THE TASK >> Reproduce the medical psychology text word for word, from "Module 1. Medical" up to and including "development and administration.".

PROVIDED TEXT >>
::::
Bukovynian State Medical University

Department of nervous diseases, psychiatry and medical psychology



Approved on the methodology meeting

of the Department of nervous diseases,psychiatry

and medical psychology

on “____” ___________ 2009 (Report No __).

Chief of the Department

_______________________

Professor V.M.Pashkovskyy


MethodOLOGical INSTRUCTION

for the lesson

Theme 1: Research methods in medical psychology. Experimental-psychological methods, their role in diagnostic process. Principles of the psychological examination of the patient


For 4-th year students of medical faculty No 2


Module 1. Medical psychology

Topical module 2. Practical aspects of medical psychology


Сhernivtsi, 2009


^

1. Actuality Aim

Medical psychology includes the scientific study and application of psychology for the purpose of understanding, preventing, and relieving psychologically-based distress or dysfunction and to promote subjective well-being and personal development. Central to its practice are psychological assessment and psychotherapy, although clinical psychologists also engage in research, teaching, consultation, forensic testimony, and program development and administration.
::::
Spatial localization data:
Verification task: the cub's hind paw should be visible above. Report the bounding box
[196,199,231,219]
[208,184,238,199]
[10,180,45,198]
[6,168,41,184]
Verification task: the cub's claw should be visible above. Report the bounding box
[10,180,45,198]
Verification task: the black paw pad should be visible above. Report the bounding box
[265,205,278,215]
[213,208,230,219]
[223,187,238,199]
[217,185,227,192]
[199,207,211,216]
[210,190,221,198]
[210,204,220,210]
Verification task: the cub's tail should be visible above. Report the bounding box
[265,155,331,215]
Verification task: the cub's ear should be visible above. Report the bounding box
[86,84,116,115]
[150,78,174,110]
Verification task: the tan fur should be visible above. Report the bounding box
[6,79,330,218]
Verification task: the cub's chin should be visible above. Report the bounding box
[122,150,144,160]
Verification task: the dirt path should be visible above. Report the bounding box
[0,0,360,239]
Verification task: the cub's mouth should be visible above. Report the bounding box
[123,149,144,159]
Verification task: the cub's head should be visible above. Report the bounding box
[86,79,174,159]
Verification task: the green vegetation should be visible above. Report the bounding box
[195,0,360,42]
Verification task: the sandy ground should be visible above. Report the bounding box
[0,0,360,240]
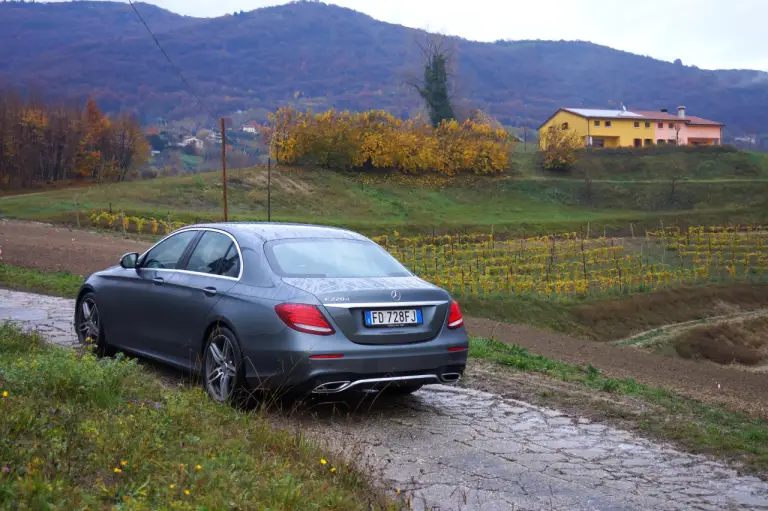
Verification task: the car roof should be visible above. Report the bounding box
[187,222,367,241]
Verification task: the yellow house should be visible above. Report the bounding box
[539,106,723,150]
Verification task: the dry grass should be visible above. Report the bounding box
[570,284,768,341]
[675,317,768,366]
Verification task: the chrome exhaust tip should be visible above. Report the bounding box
[312,373,438,394]
[312,381,351,394]
[440,373,461,383]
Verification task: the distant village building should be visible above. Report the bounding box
[539,106,724,150]
[240,121,259,133]
[179,137,205,151]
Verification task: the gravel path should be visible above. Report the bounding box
[0,290,768,510]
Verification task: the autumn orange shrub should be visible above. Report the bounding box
[269,107,512,175]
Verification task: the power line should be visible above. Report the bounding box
[128,0,215,117]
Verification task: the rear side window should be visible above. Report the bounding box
[264,238,411,278]
[221,243,240,278]
[141,231,197,270]
[186,231,240,277]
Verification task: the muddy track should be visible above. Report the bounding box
[0,220,768,416]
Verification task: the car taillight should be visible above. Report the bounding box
[448,302,464,330]
[275,303,335,335]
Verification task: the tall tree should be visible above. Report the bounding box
[409,39,456,127]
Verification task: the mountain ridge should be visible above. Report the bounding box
[0,2,768,133]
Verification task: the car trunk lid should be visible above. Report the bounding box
[283,277,450,344]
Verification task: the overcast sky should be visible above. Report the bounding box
[78,0,768,71]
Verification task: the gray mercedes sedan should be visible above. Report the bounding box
[75,223,468,401]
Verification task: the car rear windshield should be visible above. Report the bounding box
[265,238,411,278]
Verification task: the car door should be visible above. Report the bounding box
[169,229,241,367]
[110,229,200,359]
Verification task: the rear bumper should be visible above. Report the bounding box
[244,328,468,393]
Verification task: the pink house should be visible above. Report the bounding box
[633,106,725,146]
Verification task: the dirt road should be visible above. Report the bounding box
[0,220,768,416]
[0,290,768,511]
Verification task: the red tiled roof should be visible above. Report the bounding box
[631,110,682,121]
[685,115,725,126]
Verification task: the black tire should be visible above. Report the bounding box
[384,383,424,396]
[203,327,244,403]
[75,293,115,356]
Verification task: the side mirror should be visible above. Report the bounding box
[120,252,139,269]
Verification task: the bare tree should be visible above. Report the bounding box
[406,36,456,126]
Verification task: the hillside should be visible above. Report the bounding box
[0,2,768,133]
[0,151,768,235]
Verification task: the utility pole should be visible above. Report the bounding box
[221,117,229,222]
[267,157,272,222]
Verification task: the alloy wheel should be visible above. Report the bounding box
[78,298,101,343]
[205,334,237,402]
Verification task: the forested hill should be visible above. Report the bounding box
[0,2,768,133]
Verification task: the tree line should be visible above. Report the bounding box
[267,107,513,175]
[0,92,149,188]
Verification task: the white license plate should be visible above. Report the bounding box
[365,309,422,326]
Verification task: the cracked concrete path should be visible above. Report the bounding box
[0,290,768,510]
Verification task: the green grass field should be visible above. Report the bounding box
[0,325,396,510]
[0,151,768,235]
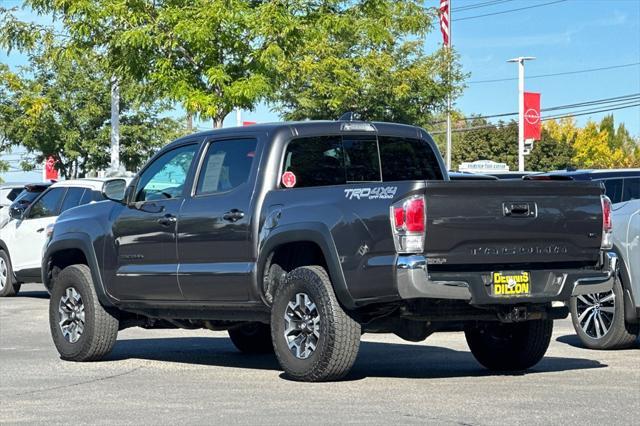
::::
ANSWER AREA >>
Module 1. Medical psychology

Topical module 2. Practical aspects of medical psychology


Сhernivtsi, 2009


^

1. Actuality Aim

Medical psychology includes the scientific study and application of psychology for the purpose of understanding, preventing, and relieving psychologically-based distress or dysfunction and to promote subjective well-being and personal development. Central to its practice are psychological assessment and psychotherapy, although clinical psychologists also engage in research, teaching, consultation, forensic testimony, and program development and administration.